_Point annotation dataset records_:

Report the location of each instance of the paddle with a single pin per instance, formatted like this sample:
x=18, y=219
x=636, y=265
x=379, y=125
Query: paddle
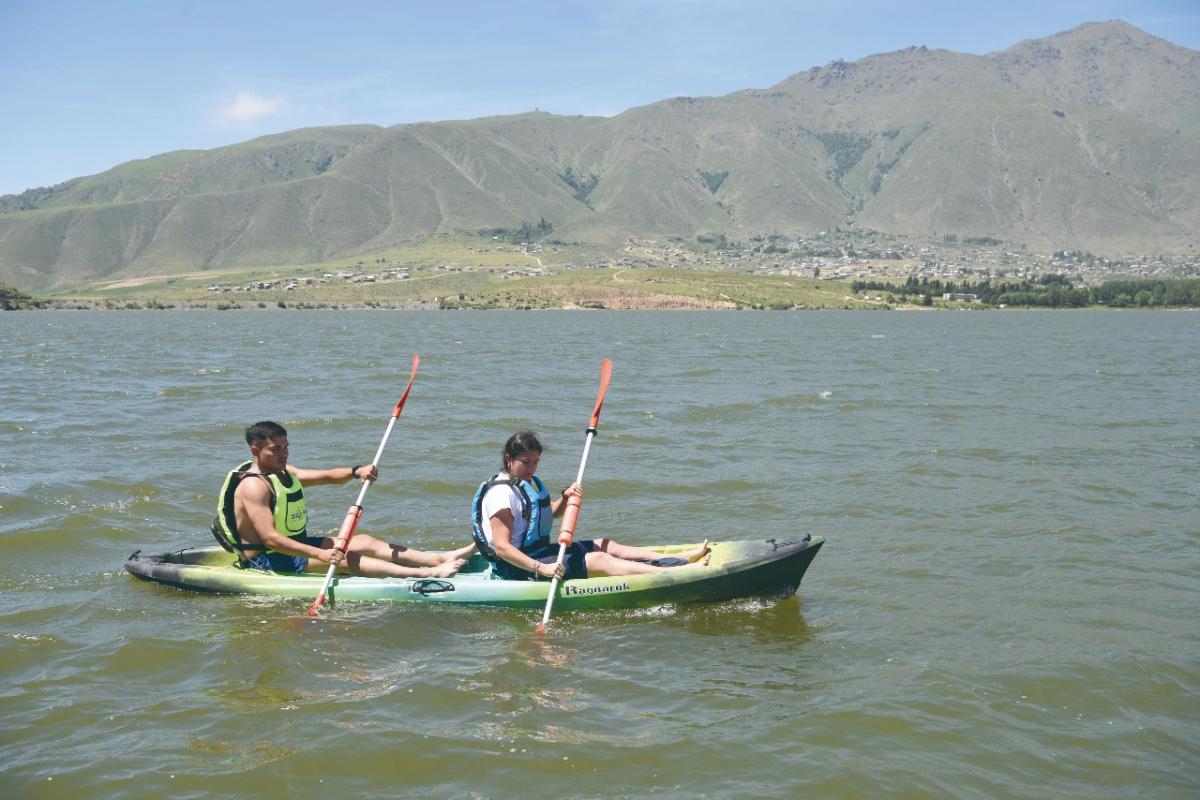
x=352, y=517
x=567, y=530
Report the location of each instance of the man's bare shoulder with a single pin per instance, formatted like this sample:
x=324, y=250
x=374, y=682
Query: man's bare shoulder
x=252, y=488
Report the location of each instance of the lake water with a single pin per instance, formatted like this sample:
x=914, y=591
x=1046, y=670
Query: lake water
x=1006, y=603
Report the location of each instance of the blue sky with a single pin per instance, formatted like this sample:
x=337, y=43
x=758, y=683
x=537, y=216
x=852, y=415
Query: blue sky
x=88, y=85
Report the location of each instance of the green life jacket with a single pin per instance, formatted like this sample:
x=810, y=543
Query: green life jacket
x=291, y=516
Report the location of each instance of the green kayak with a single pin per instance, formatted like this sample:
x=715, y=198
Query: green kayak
x=739, y=569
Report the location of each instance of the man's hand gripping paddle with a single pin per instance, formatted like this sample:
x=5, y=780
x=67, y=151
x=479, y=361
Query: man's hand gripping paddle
x=571, y=516
x=352, y=517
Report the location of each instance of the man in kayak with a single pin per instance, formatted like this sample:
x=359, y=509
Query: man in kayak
x=262, y=516
x=511, y=517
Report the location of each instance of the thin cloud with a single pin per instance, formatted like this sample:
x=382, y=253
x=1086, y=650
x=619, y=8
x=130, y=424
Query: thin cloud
x=246, y=109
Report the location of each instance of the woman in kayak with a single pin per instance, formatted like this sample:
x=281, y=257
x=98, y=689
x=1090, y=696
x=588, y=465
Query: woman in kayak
x=511, y=517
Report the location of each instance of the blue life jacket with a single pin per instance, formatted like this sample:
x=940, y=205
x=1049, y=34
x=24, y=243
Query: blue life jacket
x=534, y=507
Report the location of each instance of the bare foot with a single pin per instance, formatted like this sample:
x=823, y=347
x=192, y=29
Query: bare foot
x=447, y=569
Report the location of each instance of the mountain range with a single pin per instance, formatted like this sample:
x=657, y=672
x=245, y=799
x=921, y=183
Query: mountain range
x=1089, y=139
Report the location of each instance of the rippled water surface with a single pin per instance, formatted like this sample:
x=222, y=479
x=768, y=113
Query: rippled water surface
x=1006, y=605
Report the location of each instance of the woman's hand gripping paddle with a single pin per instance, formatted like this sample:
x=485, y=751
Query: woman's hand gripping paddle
x=352, y=517
x=571, y=516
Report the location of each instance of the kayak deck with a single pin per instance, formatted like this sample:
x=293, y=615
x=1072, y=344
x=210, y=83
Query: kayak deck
x=736, y=569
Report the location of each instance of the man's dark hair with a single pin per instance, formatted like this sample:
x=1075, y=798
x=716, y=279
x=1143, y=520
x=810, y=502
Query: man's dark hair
x=520, y=443
x=264, y=431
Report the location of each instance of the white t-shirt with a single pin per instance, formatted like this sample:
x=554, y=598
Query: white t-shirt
x=503, y=497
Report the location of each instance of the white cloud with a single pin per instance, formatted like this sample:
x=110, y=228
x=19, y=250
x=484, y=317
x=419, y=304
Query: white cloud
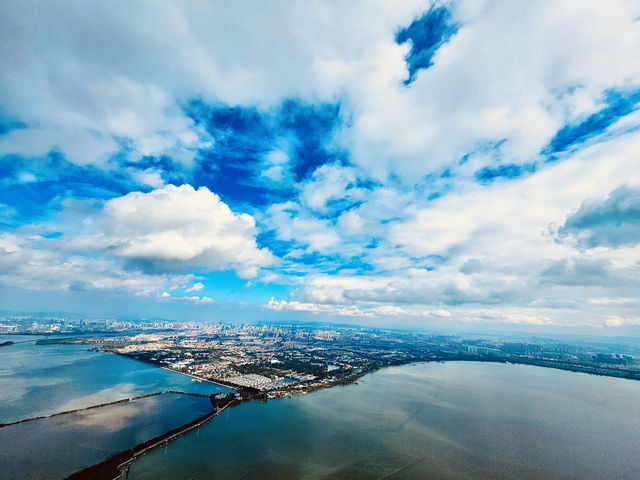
x=174, y=228
x=196, y=287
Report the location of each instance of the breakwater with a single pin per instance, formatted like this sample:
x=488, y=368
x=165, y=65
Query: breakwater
x=113, y=467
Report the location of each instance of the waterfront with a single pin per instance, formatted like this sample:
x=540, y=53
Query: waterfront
x=45, y=379
x=57, y=446
x=441, y=421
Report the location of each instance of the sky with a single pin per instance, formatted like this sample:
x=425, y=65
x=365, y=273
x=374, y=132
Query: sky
x=403, y=163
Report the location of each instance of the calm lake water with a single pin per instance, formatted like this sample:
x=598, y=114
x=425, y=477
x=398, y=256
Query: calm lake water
x=56, y=447
x=425, y=421
x=44, y=379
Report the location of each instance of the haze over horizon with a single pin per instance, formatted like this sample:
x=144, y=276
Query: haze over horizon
x=413, y=163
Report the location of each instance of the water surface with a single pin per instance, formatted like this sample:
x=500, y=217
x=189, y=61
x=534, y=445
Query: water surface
x=45, y=379
x=56, y=447
x=425, y=421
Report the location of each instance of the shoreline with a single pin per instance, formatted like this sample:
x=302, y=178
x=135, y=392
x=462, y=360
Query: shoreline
x=234, y=388
x=112, y=467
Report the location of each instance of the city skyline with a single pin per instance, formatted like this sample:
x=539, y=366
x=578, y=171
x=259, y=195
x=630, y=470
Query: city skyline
x=459, y=164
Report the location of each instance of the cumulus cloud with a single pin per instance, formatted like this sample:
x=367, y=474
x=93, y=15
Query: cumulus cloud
x=402, y=161
x=174, y=228
x=611, y=222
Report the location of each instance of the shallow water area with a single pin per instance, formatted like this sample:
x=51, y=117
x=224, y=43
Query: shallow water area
x=437, y=421
x=44, y=379
x=57, y=446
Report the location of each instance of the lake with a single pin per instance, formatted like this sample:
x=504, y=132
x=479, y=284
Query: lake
x=424, y=421
x=45, y=379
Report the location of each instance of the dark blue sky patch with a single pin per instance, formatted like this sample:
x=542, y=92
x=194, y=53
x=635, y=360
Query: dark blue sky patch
x=171, y=172
x=427, y=34
x=488, y=175
x=55, y=179
x=619, y=103
x=8, y=122
x=313, y=127
x=243, y=137
x=270, y=240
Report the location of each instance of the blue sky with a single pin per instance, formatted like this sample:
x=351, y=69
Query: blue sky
x=427, y=164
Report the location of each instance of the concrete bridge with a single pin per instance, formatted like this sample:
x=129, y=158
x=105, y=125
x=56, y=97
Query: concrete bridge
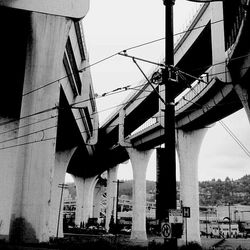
x=43, y=53
x=212, y=61
x=48, y=84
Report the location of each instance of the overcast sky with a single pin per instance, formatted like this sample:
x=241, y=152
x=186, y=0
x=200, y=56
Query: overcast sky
x=115, y=25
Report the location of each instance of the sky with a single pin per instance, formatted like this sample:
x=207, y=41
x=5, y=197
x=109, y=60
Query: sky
x=115, y=25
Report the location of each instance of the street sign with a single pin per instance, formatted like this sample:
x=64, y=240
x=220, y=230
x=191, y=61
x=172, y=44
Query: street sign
x=186, y=212
x=175, y=216
x=166, y=230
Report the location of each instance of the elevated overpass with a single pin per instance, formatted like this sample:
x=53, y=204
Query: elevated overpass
x=212, y=62
x=212, y=50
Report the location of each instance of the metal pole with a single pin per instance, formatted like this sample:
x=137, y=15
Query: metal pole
x=116, y=212
x=186, y=229
x=229, y=220
x=59, y=213
x=169, y=118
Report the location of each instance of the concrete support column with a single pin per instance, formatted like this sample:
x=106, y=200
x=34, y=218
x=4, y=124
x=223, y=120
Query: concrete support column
x=8, y=132
x=218, y=41
x=139, y=161
x=111, y=194
x=98, y=194
x=37, y=142
x=244, y=98
x=58, y=177
x=188, y=148
x=85, y=195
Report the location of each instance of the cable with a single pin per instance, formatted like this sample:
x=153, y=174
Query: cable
x=108, y=57
x=227, y=129
x=104, y=94
x=85, y=131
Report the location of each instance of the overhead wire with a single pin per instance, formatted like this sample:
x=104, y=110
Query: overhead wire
x=128, y=87
x=58, y=80
x=114, y=54
x=229, y=131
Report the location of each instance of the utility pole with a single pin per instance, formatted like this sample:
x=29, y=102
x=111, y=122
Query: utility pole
x=117, y=200
x=62, y=186
x=169, y=118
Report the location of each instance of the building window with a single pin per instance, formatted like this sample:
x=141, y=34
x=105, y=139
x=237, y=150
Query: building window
x=69, y=74
x=73, y=66
x=79, y=33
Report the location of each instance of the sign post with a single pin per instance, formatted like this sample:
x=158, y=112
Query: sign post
x=186, y=214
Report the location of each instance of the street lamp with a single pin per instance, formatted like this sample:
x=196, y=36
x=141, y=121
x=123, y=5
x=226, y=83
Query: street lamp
x=169, y=118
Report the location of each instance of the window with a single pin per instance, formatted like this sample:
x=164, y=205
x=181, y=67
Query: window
x=72, y=66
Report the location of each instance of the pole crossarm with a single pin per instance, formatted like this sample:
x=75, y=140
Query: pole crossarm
x=154, y=89
x=124, y=53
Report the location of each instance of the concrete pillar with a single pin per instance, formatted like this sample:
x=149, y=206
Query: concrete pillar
x=58, y=177
x=8, y=134
x=188, y=148
x=111, y=194
x=139, y=161
x=98, y=196
x=36, y=153
x=218, y=41
x=244, y=98
x=84, y=198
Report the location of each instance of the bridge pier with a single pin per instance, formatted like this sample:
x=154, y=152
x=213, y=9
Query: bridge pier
x=36, y=151
x=139, y=161
x=61, y=164
x=8, y=168
x=111, y=194
x=188, y=148
x=85, y=198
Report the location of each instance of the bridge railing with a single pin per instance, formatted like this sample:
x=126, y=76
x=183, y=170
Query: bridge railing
x=197, y=88
x=234, y=14
x=184, y=99
x=150, y=122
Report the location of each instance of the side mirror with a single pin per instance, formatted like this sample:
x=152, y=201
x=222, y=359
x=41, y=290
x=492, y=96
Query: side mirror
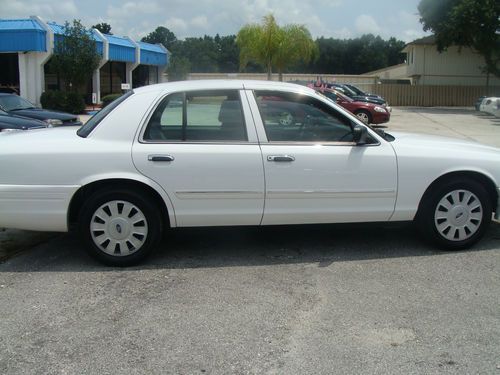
x=359, y=134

_Direction_: Give the stretch from the line containing "Report the location of each instance of the utility" through the end of the items as a numbered list. Skip blank lines and leave the pictures out.

_Output for this exercise_:
1. Report the location of each instance of the utility pole with a single pin per instance, formatted like this sample:
2. x=29, y=102
3. x=111, y=122
4. Query: utility pole
5. x=117, y=200
6. x=62, y=186
7. x=169, y=118
8. Report the location of each instance of the building window with a single pin per instance, formatted like this sample:
9. x=141, y=34
10. x=105, y=139
11. x=237, y=150
12. Query: building window
13. x=69, y=74
14. x=73, y=66
15. x=79, y=33
16. Report the location of each instance of the sign post with a single pin per instance, formatted like this sample:
17. x=158, y=112
18. Query: sign post
19. x=186, y=214
20. Report the location of each instance of the street lamp with a single pin per instance, formatted like this sample:
21. x=196, y=36
22. x=141, y=121
23. x=123, y=5
24. x=226, y=83
25. Query: street lamp
26. x=169, y=118
27. Report the location of each instance of the window with a single pin per instance, formatted like this sample:
28. x=164, y=205
29. x=181, y=67
30. Query: window
31. x=72, y=66
32. Report the location of each instance of the pole crossarm with a single pin per instance, formatted like this sample:
33. x=75, y=140
34. Query: pole crossarm
35. x=154, y=89
36. x=124, y=53
37. Report the location of each instance of the concrete pillar with a single pin per instance, formatted like this sample:
38. x=149, y=206
39. Query: concrete pillar
40. x=58, y=177
41. x=8, y=134
42. x=188, y=148
43. x=111, y=194
44. x=139, y=161
45. x=98, y=196
46. x=36, y=153
47. x=218, y=41
48. x=244, y=98
49. x=84, y=198
50. Report the location of each instance of the bridge pier with a single pin per instance, formatted like this sample:
51. x=154, y=152
52. x=213, y=9
53. Query: bridge pier
54. x=36, y=151
55. x=139, y=161
56. x=61, y=164
57. x=8, y=168
58. x=111, y=194
59. x=188, y=148
60. x=85, y=198
61. Report the location of each instance of the bridge railing with a single pin per instance, formatted like this sample:
62. x=126, y=76
63. x=183, y=170
64. Query: bridge railing
65. x=197, y=88
66. x=234, y=14
67. x=184, y=99
68. x=150, y=122
69. Report the location of each instance of the side mirror with a single pin per instance, formatted like this sample:
70. x=152, y=201
71. x=222, y=359
72. x=41, y=290
73. x=492, y=96
74. Query: side mirror
75. x=359, y=134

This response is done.